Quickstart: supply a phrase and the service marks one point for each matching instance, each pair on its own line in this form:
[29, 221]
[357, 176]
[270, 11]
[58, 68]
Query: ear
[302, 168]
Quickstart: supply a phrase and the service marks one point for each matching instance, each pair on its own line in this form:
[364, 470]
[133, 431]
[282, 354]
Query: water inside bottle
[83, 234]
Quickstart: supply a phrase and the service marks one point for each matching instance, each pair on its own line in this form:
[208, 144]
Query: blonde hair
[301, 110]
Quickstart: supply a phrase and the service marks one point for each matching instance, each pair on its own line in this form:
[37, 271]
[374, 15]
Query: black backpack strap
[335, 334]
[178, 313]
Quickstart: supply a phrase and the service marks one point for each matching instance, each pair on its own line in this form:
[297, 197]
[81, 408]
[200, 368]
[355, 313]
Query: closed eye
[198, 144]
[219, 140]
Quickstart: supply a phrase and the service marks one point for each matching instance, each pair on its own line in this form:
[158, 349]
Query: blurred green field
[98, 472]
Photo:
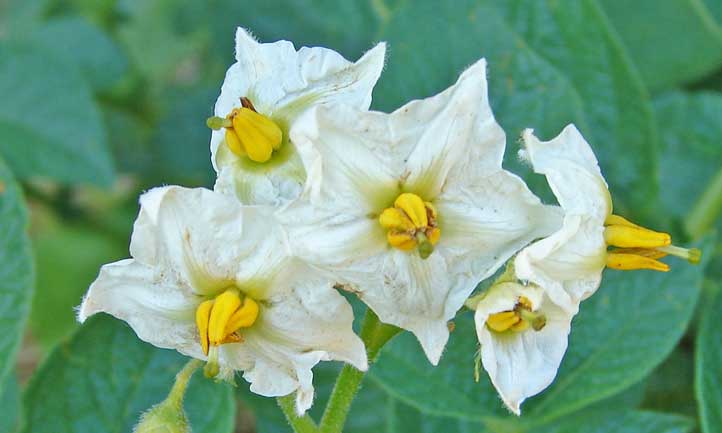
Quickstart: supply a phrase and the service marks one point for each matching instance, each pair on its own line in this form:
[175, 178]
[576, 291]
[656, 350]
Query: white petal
[159, 309]
[571, 170]
[283, 83]
[521, 364]
[304, 322]
[485, 222]
[568, 264]
[349, 163]
[204, 238]
[456, 134]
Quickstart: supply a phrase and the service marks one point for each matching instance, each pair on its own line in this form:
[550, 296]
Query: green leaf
[619, 422]
[708, 366]
[550, 63]
[87, 46]
[669, 387]
[49, 123]
[373, 411]
[63, 278]
[10, 408]
[105, 377]
[690, 151]
[608, 351]
[671, 42]
[16, 270]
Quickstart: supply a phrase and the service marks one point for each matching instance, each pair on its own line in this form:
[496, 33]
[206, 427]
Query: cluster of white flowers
[408, 210]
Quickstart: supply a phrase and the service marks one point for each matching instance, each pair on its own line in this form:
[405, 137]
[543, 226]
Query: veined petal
[282, 83]
[521, 364]
[204, 237]
[306, 321]
[486, 222]
[568, 264]
[159, 308]
[456, 134]
[347, 160]
[572, 171]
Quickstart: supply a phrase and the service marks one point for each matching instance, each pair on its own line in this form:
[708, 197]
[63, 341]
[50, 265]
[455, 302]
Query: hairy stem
[374, 335]
[300, 424]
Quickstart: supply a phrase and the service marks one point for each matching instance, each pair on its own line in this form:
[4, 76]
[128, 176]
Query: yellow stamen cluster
[517, 320]
[249, 133]
[218, 321]
[640, 248]
[411, 224]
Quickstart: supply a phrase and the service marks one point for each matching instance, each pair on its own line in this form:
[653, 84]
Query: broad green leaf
[669, 387]
[691, 155]
[87, 46]
[49, 123]
[372, 411]
[550, 64]
[10, 408]
[671, 41]
[181, 149]
[621, 333]
[708, 366]
[104, 378]
[617, 422]
[16, 270]
[63, 278]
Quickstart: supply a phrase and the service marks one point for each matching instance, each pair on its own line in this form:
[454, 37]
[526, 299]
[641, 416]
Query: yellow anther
[411, 223]
[414, 208]
[628, 262]
[258, 134]
[402, 241]
[203, 314]
[635, 237]
[503, 321]
[234, 143]
[639, 248]
[223, 308]
[616, 220]
[219, 319]
[517, 320]
[395, 219]
[244, 317]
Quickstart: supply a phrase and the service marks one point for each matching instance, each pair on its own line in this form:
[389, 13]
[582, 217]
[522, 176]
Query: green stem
[176, 394]
[707, 209]
[300, 424]
[374, 335]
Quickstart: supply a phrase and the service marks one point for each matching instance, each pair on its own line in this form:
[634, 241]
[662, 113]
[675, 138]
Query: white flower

○ ○ ○ ○ ○ ○ ○

• **DESCRIPTION OF THE TASK**
Transcribe the whole of the data exactly, minus any pictures.

• **ANSWER SPACE**
Quickstart: supply a phrase and the service marks one point for each matching instance, each pair on its own line in this form:
[29, 221]
[357, 176]
[270, 11]
[58, 68]
Query: ear
[302, 168]
Quickstart: supply a phrase and the service marks one point for each matching instance, each pair on its own line in this form:
[364, 470]
[133, 431]
[282, 354]
Query: water inside bottle
[83, 234]
Quickstart: supply a phrase and the service marks one point for each matching instance, each pair on its own line in this form:
[208, 144]
Query: blonde hair
[301, 110]
Quickstart: supply a phrase and the service marks one point for each matching instance, each pair on its own line in this form:
[37, 271]
[374, 15]
Query: black backpack strap
[335, 334]
[178, 313]
Quickstart: supply a phrase and the service marks one point for each matching instance, each pair on its own line in this form:
[297, 197]
[81, 408]
[200, 368]
[355, 313]
Query: closed eye
[198, 144]
[219, 140]
Quickstart: supply a phrase and the service marks one point for each matching instance, each pair on its own line in this form:
[158, 349]
Query: blurred green field
[98, 472]
Photo:
Quickstart: supply a phrase and the service marks one point for each matching instance, each pair on its own line in this form:
[175, 178]
[576, 291]
[656, 350]
Query: white petal
[159, 309]
[571, 170]
[283, 83]
[521, 364]
[304, 322]
[485, 222]
[568, 264]
[349, 163]
[204, 238]
[456, 134]
Quickstart: supply a phrase and the service marks one point for each matching instance, each pair on its own line in this form:
[550, 296]
Query: green leaf
[619, 422]
[708, 366]
[550, 63]
[87, 46]
[669, 387]
[49, 123]
[373, 411]
[63, 278]
[10, 408]
[105, 377]
[690, 151]
[608, 351]
[671, 42]
[16, 270]
Quickstart: supply a phrase and the service marks one point for each matching instance, each pair on its own line in this form:
[496, 33]
[206, 427]
Query: cluster of white flowers
[408, 210]
Quickstart: supply a phrase and the service marks one point for each matching instance, each pair on its own line in this form:
[405, 137]
[543, 226]
Query: veined petal
[282, 83]
[521, 364]
[204, 237]
[306, 321]
[486, 222]
[568, 264]
[159, 308]
[456, 134]
[347, 160]
[572, 171]
Quickstart: supply a phrase and the service marks one point for each matching instance, each pair on its own line in this form:
[708, 197]
[63, 341]
[50, 265]
[455, 302]
Query: hairy stem
[374, 335]
[300, 424]
Quickstart: supply a phrase and the service marks one point for each matching instance, each pair on its own line in this form:
[4, 76]
[128, 176]
Query: yellow stamen cluster
[517, 320]
[249, 133]
[218, 321]
[640, 248]
[411, 224]
Quickstart: supply a phrase and the service marks one point for each matching instance, each pair on its own line in this form:
[653, 84]
Query: broad green leaf
[669, 387]
[691, 155]
[87, 46]
[49, 123]
[372, 411]
[550, 64]
[10, 408]
[671, 41]
[181, 149]
[621, 333]
[708, 366]
[104, 378]
[617, 422]
[16, 270]
[63, 278]
Quickstart: supply a phrase and the service marks one point for each matching instance, each pair on its own line in this form:
[454, 37]
[526, 299]
[641, 416]
Query: yellow anther
[411, 223]
[414, 208]
[628, 262]
[258, 134]
[402, 241]
[203, 314]
[635, 237]
[503, 321]
[234, 143]
[639, 248]
[223, 308]
[616, 220]
[219, 319]
[517, 320]
[395, 219]
[244, 317]
Quickstart: supply a phrase and the service marks one point for each matching instance, each pair on its own line in this form:
[389, 13]
[582, 217]
[522, 176]
Query: green stem
[176, 394]
[707, 209]
[300, 424]
[374, 335]
Quickstart: supply a phrase and the service marks one point for each matching instance, each pair on its own line in this form:
[634, 241]
[662, 113]
[675, 138]
Query: white flower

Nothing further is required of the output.